» **DOCUMENT PASSAGE**

It cannot be overstated that the primary goal is improved communication. Therefore, we target specific objectives to increase the child's participation: eye contact, turn-taking, topic maintenance, initiating conversations with new partners, discussing the consequences of poor communication, and identifying the consequences of avoidance.
Phase III: Including siblings and peers
To make the greatest impact in treatment, we need to capture the child in everyday situations. Unfortunately, clinic visits do not always do that very well, because one-on-one time with an adult is not representative of a child's typical communication environment. To address this hurdle, we include siblings and peers in the treatment process—for at least a portion of the session—as soon as possible. Including them allows us to provide treatment in a more realistic context and also to gauge the child's fluency, reactions and overall communication in situations that matter the most—peer interactions. School-based intervention offers easier access to peers and sometimes even siblings than do other settings.
In addition, siblings and peers can be powerful allies for the child who stutters. Involving them allows them to become familiar with the treatment process and desensitizes them to the "mysteries" of stuttering. In fact, many peers and siblings are jealous when it is not their turn to be in the treatment room, because they begin to view treatment as a fun—not stigmatizing—process.
Involving siblings conveys another benefit: Clinicians also can demonstrate to parents how to handle potential communication conflicts between their children.
Phase IV: Generalization and maintenance
By involving siblings, peers, teachers, babysitters, other family members and, in the school setting, perhaps the school counselor and nurse, we target generalization from the beginning of treatment. When we achieve our treatment objectives (typically defined as less than five percent disfluent, no physical tension or secondary behaviors, no negative reactions, and no communication avoidance), we reduce treatment intensity—but continue to monitor the child's progress. We also continue the processes of generalization and community-centered care by, for example, communicating with teachers and using parent reports.

» **RECORDS PROVIDED**
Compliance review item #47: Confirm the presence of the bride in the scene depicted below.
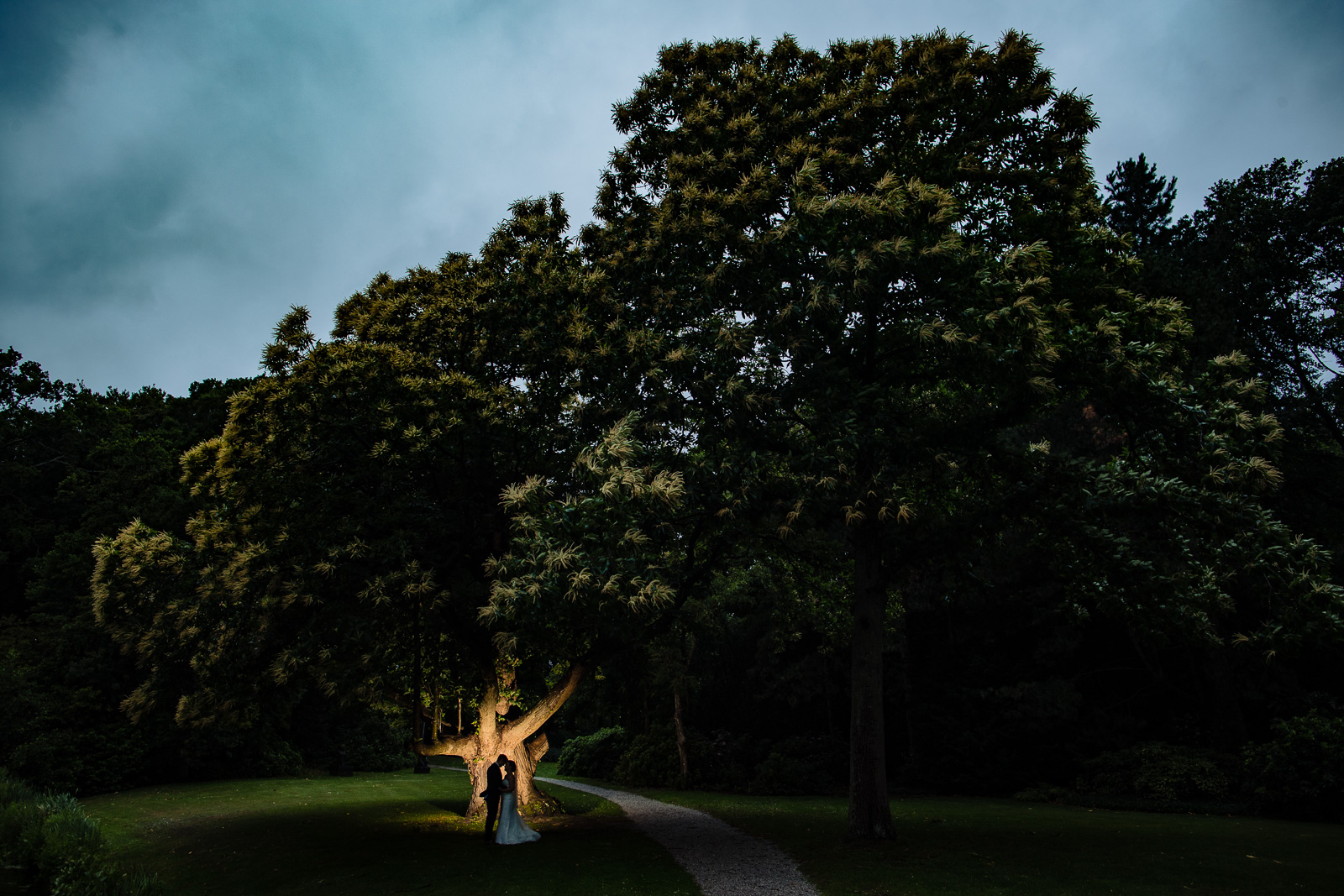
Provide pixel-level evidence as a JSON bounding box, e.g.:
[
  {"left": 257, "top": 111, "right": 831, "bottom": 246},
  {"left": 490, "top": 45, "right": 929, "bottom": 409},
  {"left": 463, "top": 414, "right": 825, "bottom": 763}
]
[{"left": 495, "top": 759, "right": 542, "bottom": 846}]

--

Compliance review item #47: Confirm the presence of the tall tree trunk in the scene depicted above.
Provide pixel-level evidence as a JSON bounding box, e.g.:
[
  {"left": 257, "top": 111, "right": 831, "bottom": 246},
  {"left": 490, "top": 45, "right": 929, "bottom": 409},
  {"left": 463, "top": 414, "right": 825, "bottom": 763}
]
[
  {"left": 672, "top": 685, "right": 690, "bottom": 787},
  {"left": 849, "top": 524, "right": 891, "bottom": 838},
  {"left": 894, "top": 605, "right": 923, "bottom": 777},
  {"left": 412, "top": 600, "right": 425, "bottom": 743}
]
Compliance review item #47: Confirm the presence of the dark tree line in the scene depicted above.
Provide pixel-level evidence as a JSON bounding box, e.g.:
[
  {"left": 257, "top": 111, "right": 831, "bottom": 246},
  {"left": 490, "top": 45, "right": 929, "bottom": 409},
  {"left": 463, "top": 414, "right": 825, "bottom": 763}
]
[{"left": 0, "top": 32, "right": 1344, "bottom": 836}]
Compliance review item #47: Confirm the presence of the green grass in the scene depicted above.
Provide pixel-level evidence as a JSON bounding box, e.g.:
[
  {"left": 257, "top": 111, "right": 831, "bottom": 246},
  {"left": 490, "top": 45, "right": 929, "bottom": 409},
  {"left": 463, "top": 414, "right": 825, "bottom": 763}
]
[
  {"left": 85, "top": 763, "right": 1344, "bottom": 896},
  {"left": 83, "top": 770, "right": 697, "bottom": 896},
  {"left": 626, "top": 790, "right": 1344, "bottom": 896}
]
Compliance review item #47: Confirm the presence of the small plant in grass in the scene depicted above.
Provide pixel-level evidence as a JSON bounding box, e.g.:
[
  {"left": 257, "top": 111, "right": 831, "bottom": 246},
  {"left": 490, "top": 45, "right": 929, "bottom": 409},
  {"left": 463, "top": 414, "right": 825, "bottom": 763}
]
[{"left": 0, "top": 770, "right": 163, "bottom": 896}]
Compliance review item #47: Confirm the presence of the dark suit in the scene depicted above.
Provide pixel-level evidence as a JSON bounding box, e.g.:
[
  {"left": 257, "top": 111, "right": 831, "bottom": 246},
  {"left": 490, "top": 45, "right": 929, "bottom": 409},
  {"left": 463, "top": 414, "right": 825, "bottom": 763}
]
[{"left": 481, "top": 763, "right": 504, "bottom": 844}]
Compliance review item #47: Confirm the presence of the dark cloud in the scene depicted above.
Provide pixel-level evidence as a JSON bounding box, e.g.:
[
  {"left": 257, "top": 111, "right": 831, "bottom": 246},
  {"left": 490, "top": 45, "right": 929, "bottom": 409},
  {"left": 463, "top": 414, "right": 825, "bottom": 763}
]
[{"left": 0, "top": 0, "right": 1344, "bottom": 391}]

...

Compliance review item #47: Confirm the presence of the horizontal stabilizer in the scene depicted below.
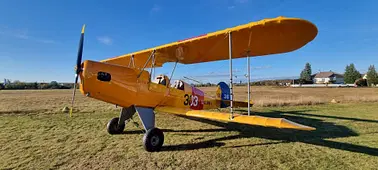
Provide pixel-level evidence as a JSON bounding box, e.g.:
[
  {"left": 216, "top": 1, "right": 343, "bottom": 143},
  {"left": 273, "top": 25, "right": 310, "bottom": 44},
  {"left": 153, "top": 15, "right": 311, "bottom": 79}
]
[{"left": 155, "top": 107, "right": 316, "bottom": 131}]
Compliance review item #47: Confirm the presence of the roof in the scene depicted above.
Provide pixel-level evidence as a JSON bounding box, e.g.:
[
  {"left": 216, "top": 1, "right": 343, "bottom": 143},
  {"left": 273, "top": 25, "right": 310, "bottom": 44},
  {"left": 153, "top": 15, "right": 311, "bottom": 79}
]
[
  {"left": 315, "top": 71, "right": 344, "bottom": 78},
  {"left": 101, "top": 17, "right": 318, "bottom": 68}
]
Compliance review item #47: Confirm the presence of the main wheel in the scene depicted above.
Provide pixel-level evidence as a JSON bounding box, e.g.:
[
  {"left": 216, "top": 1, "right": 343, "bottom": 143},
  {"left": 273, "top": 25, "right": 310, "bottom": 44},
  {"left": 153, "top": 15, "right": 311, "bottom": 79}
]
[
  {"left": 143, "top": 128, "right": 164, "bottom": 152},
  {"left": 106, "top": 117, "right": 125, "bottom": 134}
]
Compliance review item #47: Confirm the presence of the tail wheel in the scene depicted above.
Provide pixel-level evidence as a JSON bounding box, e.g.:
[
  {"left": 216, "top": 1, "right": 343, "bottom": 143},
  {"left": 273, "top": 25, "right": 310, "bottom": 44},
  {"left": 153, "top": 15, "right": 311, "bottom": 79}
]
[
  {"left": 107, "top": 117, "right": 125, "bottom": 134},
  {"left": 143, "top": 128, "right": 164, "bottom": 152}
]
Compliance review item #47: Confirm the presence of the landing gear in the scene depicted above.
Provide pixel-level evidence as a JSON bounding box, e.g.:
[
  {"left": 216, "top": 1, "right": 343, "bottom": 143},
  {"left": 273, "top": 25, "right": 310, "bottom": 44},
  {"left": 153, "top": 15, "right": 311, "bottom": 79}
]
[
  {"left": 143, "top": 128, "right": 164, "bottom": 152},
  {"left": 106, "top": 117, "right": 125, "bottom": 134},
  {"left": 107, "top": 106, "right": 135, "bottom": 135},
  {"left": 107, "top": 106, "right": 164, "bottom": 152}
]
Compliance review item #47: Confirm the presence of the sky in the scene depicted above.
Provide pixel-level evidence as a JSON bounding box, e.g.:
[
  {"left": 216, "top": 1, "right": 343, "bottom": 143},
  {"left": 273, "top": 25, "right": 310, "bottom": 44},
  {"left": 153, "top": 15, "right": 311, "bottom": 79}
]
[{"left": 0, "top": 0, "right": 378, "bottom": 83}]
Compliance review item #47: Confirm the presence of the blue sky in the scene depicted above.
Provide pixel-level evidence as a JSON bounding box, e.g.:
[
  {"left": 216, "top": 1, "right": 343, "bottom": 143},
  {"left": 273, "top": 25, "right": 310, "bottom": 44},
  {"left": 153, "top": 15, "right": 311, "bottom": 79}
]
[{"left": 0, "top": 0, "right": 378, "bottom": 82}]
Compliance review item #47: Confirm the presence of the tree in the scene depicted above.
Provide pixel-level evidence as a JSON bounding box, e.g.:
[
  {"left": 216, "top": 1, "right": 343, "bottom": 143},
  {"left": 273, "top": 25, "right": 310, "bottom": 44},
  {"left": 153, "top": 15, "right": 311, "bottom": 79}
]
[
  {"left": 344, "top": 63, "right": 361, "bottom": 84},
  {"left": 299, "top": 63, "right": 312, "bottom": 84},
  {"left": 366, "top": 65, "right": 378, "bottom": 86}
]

» **TASK PROMPT**
Continue the passage on treatment for children who stutter, starting after its last sentence.

» **ANSWER SECTION**
We may reduce treatment sessions to once every other week, then to once a month to ensure continued progress. This four- to six-session maintenance phase typically lasts for no more than three months.
Central to community-centered therapy for children at least 8 years old is their participation in a support group—online or in person—for children who stutter. I have been working with the National Stuttering Association to build more online support groups for teens and school-age children who stutter.
Telepractice also offers many advantages to the community-centered treatment program. We are using remote service delivery for long-distance cases and as part of the general program for local clients as well. Through telepractice, clinicians can:
- Bring in the expertise of stuttering specialists to assess, treat and consult on stuttering cases.
- Access clients' home environments.
- Involve more family members in the education process.
The success of a family-focused treatment approach can be expanded even further to benefit children who stutter. Through four distinct yet overlapping phases, the program provides more reimbursement flexibility by allowing lower-cost teletherapy as an option. A family-focused approach also takes advantage of our ability to bring in other communication partners and community members. Though stuttering treatment must be highly individualized, it also must exist in the context of a larger community, not just in the treatment room.